_Problem requirements_.
Scale the rows below, covering everything from the line containing "Exercise. Tag every instance of the flower" down to the line containing "(1113, 912)", both ends included. Rewrite only those lines with the requests unchanged, multiplying every coordinate in the answers by 0.5 and rounding to whole numbers with halves going up.

Data drawn from a collection:
━━━━━━━━━━━━━━━━━━━━
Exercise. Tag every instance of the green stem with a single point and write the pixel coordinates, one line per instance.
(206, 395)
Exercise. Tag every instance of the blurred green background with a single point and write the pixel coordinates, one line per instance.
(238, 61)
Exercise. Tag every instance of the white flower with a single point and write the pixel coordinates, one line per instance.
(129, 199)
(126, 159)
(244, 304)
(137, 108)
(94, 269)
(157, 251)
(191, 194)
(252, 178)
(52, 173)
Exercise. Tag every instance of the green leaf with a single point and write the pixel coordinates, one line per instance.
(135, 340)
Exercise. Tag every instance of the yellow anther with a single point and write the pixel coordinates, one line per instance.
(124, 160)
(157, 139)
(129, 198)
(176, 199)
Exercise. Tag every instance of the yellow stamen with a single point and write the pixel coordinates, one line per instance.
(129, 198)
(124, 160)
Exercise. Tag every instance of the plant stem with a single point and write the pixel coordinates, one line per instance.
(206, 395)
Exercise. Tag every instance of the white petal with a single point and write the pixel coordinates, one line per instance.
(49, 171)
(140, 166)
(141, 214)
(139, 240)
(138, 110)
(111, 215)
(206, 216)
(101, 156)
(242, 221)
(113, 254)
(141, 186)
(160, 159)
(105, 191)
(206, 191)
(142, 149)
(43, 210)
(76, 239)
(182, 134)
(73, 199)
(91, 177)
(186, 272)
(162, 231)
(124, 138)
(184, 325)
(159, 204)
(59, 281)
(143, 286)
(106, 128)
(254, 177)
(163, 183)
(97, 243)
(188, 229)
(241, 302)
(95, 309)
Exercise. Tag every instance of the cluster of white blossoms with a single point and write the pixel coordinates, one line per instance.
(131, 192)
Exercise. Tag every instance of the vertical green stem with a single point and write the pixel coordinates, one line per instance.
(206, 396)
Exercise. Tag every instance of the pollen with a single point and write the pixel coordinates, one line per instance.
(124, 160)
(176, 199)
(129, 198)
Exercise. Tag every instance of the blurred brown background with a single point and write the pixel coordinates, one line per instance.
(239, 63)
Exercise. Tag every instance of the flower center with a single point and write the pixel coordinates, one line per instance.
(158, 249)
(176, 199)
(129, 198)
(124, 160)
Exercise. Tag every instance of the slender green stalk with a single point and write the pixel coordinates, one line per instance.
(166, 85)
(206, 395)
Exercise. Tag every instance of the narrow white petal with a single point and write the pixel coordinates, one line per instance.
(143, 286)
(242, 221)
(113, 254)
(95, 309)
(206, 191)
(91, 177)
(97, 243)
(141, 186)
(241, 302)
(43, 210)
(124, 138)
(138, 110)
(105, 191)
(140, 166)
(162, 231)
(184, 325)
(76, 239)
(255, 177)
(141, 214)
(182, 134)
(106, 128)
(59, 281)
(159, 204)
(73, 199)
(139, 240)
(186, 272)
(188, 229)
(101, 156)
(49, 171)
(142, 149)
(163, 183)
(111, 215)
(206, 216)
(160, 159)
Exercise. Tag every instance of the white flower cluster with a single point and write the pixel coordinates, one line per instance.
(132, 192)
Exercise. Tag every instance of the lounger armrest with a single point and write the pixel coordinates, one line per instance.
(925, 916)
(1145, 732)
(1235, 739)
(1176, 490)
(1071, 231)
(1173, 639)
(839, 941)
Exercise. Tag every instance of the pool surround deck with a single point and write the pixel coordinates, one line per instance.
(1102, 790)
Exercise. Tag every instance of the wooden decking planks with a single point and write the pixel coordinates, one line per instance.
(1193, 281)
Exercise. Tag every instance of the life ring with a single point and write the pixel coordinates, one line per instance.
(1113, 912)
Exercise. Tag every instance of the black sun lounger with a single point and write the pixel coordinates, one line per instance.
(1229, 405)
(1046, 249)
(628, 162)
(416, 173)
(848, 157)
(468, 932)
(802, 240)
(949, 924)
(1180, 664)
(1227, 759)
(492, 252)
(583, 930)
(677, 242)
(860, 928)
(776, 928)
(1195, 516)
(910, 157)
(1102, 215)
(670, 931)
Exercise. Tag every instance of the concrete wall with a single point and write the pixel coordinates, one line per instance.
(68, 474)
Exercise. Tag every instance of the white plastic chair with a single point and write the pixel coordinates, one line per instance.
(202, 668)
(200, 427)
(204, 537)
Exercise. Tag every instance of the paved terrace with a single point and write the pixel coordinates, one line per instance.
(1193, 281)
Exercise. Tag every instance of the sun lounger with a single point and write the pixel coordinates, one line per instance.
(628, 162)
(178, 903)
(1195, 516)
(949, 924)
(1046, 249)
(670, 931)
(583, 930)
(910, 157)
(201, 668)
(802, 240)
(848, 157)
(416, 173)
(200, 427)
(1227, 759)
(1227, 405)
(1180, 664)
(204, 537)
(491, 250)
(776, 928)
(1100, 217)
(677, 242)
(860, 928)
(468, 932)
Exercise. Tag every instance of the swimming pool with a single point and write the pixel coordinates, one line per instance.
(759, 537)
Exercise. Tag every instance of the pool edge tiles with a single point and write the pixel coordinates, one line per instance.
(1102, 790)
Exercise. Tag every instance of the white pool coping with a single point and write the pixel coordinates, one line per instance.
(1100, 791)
━━━━━━━━━━━━━━━━━━━━
_Worked answer_.
Exercise. Tag every instance of the flower center with a single point and write the pixel coordinates, one line per instance.
(79, 125)
(88, 100)
(65, 99)
(62, 80)
Exercise. Tag every instance of the slender green stalk with a single point and write the pixel coordinates, one line per instance.
(83, 43)
(103, 198)
Exercise. Tag every instance of the narrow white petal with a single point and write the pixel coordinates, one line per instance.
(72, 143)
(121, 111)
(57, 127)
(48, 155)
(103, 96)
(46, 89)
(49, 122)
(71, 93)
(121, 151)
(22, 105)
(62, 69)
(69, 55)
(53, 96)
(70, 83)
(81, 116)
(92, 163)
(38, 120)
(128, 89)
(71, 107)
(91, 67)
(53, 64)
(30, 141)
(80, 102)
(37, 100)
(70, 120)
(93, 136)
(94, 115)
(51, 78)
(25, 86)
(71, 75)
(82, 92)
(56, 108)
(103, 108)
(80, 80)
Exercise. Tag every instance of the white flower cluster with a single point and write the pixel coordinates, one line per instance.
(66, 96)
Exercise. Tag every instance of the lounger armrest with a single point and write the pixel coordinates, one line per instance.
(463, 458)
(573, 366)
(618, 370)
(588, 245)
(536, 116)
(587, 320)
(420, 471)
Exercise. Tag every instance of the pool surround deck with a single point and write the pixel coordinates, one line per instance.
(551, 395)
Exercise. Tag every instance of the wooden decking planks with a single point and write the pixel coordinates, one line per instance.
(597, 141)
Exercise. Tag every instance of the life ring with a single point and write the pixel coordinates, one line per instance.
(557, 456)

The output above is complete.